Exercise goal: Give a verbatim quotation of every record.
--- Start Exercise inputs ---
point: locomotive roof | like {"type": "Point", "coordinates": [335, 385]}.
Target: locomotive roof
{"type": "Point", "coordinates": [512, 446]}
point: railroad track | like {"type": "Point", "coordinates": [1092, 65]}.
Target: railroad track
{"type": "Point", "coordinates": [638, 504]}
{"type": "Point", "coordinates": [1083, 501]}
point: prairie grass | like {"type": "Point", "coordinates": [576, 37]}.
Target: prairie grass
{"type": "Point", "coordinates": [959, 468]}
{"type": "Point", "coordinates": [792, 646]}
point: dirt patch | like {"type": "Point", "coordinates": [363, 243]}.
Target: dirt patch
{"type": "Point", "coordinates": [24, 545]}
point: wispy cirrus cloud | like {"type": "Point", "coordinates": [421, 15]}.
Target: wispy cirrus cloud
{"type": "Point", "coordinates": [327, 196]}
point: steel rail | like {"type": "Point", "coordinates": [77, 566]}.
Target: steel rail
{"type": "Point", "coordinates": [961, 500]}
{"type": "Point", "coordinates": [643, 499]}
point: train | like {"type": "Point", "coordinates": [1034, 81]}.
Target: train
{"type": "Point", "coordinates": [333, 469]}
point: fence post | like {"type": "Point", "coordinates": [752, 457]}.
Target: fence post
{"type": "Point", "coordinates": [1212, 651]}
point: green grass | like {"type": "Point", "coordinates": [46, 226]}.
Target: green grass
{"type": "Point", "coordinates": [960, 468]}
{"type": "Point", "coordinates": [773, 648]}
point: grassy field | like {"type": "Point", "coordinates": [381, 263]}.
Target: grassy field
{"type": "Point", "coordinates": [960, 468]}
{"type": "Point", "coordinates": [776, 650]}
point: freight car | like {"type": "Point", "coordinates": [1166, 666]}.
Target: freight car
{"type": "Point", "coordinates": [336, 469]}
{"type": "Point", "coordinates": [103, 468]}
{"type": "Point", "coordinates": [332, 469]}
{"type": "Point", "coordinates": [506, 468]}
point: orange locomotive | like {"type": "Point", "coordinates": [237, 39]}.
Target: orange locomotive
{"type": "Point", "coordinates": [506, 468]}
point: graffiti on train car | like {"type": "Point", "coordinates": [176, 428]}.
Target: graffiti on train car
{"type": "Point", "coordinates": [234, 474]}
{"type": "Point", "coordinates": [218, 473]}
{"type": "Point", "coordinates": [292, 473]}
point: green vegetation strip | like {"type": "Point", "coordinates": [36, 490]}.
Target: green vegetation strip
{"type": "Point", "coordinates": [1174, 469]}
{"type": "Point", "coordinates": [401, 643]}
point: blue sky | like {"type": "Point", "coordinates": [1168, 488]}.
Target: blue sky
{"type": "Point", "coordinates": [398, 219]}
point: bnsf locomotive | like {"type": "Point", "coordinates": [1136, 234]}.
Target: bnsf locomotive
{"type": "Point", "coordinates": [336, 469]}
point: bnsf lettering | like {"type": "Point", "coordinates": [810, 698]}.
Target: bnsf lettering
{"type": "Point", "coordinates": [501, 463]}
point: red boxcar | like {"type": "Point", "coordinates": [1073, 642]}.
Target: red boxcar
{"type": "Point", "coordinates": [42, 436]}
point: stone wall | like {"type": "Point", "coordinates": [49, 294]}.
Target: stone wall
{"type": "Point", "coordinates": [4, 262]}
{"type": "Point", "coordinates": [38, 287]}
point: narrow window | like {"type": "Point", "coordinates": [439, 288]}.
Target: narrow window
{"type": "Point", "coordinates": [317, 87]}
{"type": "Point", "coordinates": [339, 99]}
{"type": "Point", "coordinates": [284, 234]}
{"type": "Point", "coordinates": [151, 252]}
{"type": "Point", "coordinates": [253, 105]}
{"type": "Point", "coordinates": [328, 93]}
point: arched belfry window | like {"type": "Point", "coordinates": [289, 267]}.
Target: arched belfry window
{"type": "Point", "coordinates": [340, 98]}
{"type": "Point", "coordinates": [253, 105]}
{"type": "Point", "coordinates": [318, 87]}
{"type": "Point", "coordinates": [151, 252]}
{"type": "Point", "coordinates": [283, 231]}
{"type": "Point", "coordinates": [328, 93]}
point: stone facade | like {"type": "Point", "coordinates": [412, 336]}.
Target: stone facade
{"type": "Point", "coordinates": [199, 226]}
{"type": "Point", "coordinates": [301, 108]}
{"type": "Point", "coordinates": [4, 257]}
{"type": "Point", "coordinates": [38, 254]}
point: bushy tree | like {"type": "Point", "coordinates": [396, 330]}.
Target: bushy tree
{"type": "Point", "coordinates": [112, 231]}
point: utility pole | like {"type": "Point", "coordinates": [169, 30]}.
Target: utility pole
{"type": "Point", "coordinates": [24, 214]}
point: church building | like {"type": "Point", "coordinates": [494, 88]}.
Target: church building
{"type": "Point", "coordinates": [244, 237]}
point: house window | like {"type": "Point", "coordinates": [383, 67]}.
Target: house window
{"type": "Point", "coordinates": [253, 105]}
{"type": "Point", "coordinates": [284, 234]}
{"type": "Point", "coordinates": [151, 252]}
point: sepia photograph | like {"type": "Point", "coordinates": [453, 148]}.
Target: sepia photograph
--- End Exercise inputs ---
Solution for this exercise:
point: locomotive roof | like {"type": "Point", "coordinates": [335, 385]}.
Target: locomotive roof
{"type": "Point", "coordinates": [512, 446]}
point: railroad track | like {"type": "Point", "coordinates": [1092, 65]}.
Target: railroad track
{"type": "Point", "coordinates": [638, 504]}
{"type": "Point", "coordinates": [1083, 501]}
point: prairie grass | like {"type": "Point", "coordinates": [576, 37]}.
Target: prairie grass
{"type": "Point", "coordinates": [959, 468]}
{"type": "Point", "coordinates": [792, 646]}
point: dirt patch | like {"type": "Point", "coordinates": [363, 243]}.
Target: dirt patch
{"type": "Point", "coordinates": [24, 545]}
point: wispy cirrus cloud | like {"type": "Point", "coordinates": [421, 15]}.
Target: wispy cirrus cloud
{"type": "Point", "coordinates": [327, 196]}
point: steel rail | like {"type": "Point", "coordinates": [77, 566]}.
Target: steel rail
{"type": "Point", "coordinates": [961, 500]}
{"type": "Point", "coordinates": [643, 499]}
point: train | like {"type": "Point", "coordinates": [1034, 81]}.
Target: train
{"type": "Point", "coordinates": [333, 469]}
point: fence post | like {"type": "Point", "coordinates": [752, 457]}.
Target: fence post
{"type": "Point", "coordinates": [1212, 651]}
point: green grass | like {"type": "Point", "coordinates": [46, 226]}.
Target: green grass
{"type": "Point", "coordinates": [960, 468]}
{"type": "Point", "coordinates": [773, 648]}
point: grassy field | like {"type": "Point", "coordinates": [381, 263]}.
Target: grassy field
{"type": "Point", "coordinates": [960, 468]}
{"type": "Point", "coordinates": [776, 650]}
point: freight car | like {"type": "Point", "coordinates": [1166, 666]}.
Target: freight car
{"type": "Point", "coordinates": [336, 469]}
{"type": "Point", "coordinates": [103, 468]}
{"type": "Point", "coordinates": [332, 469]}
{"type": "Point", "coordinates": [506, 468]}
point: orange locomotive | like {"type": "Point", "coordinates": [237, 39]}.
Target: orange locomotive
{"type": "Point", "coordinates": [506, 468]}
point: graffiti on train car | like {"type": "Point", "coordinates": [176, 428]}.
Target: graffiti on train car
{"type": "Point", "coordinates": [234, 474]}
{"type": "Point", "coordinates": [218, 473]}
{"type": "Point", "coordinates": [292, 473]}
point: green vegetation strip | like {"type": "Point", "coordinates": [36, 490]}.
Target: green vegetation strip
{"type": "Point", "coordinates": [1174, 469]}
{"type": "Point", "coordinates": [401, 643]}
point: blue sky | like {"type": "Point", "coordinates": [1168, 488]}.
Target: blue sky
{"type": "Point", "coordinates": [398, 219]}
point: bnsf locomotive | like {"type": "Point", "coordinates": [1136, 234]}.
Target: bnsf locomotive
{"type": "Point", "coordinates": [336, 469]}
point: bnsf lettering | like {"type": "Point", "coordinates": [810, 698]}.
Target: bnsf lettering
{"type": "Point", "coordinates": [501, 463]}
point: red boxcar | like {"type": "Point", "coordinates": [1073, 642]}.
Target: red boxcar
{"type": "Point", "coordinates": [42, 436]}
point: stone wall | like {"type": "Point", "coordinates": [49, 294]}.
Target: stone wall
{"type": "Point", "coordinates": [4, 262]}
{"type": "Point", "coordinates": [38, 287]}
point: narrow window | like {"type": "Point", "coordinates": [439, 288]}.
Target: narrow window
{"type": "Point", "coordinates": [317, 87]}
{"type": "Point", "coordinates": [339, 99]}
{"type": "Point", "coordinates": [284, 234]}
{"type": "Point", "coordinates": [151, 252]}
{"type": "Point", "coordinates": [253, 105]}
{"type": "Point", "coordinates": [328, 93]}
point: arched belfry window | like {"type": "Point", "coordinates": [289, 267]}.
Target: arched belfry window
{"type": "Point", "coordinates": [340, 98]}
{"type": "Point", "coordinates": [253, 105]}
{"type": "Point", "coordinates": [318, 87]}
{"type": "Point", "coordinates": [151, 252]}
{"type": "Point", "coordinates": [283, 231]}
{"type": "Point", "coordinates": [328, 93]}
point: stone facade | like {"type": "Point", "coordinates": [412, 336]}.
Target: stone facade
{"type": "Point", "coordinates": [199, 226]}
{"type": "Point", "coordinates": [301, 108]}
{"type": "Point", "coordinates": [4, 257]}
{"type": "Point", "coordinates": [38, 254]}
point: bushy tree | like {"type": "Point", "coordinates": [396, 330]}.
Target: bushy tree
{"type": "Point", "coordinates": [112, 231]}
point: utility pole | like {"type": "Point", "coordinates": [169, 30]}.
Target: utility pole
{"type": "Point", "coordinates": [24, 214]}
point: church building | like {"type": "Point", "coordinates": [494, 88]}.
Target: church building
{"type": "Point", "coordinates": [244, 237]}
point: house window | like {"type": "Point", "coordinates": [383, 67]}.
Target: house window
{"type": "Point", "coordinates": [253, 105]}
{"type": "Point", "coordinates": [284, 234]}
{"type": "Point", "coordinates": [151, 252]}
point: sepia photograph | like {"type": "Point", "coordinates": [453, 148]}.
Target: sepia photograph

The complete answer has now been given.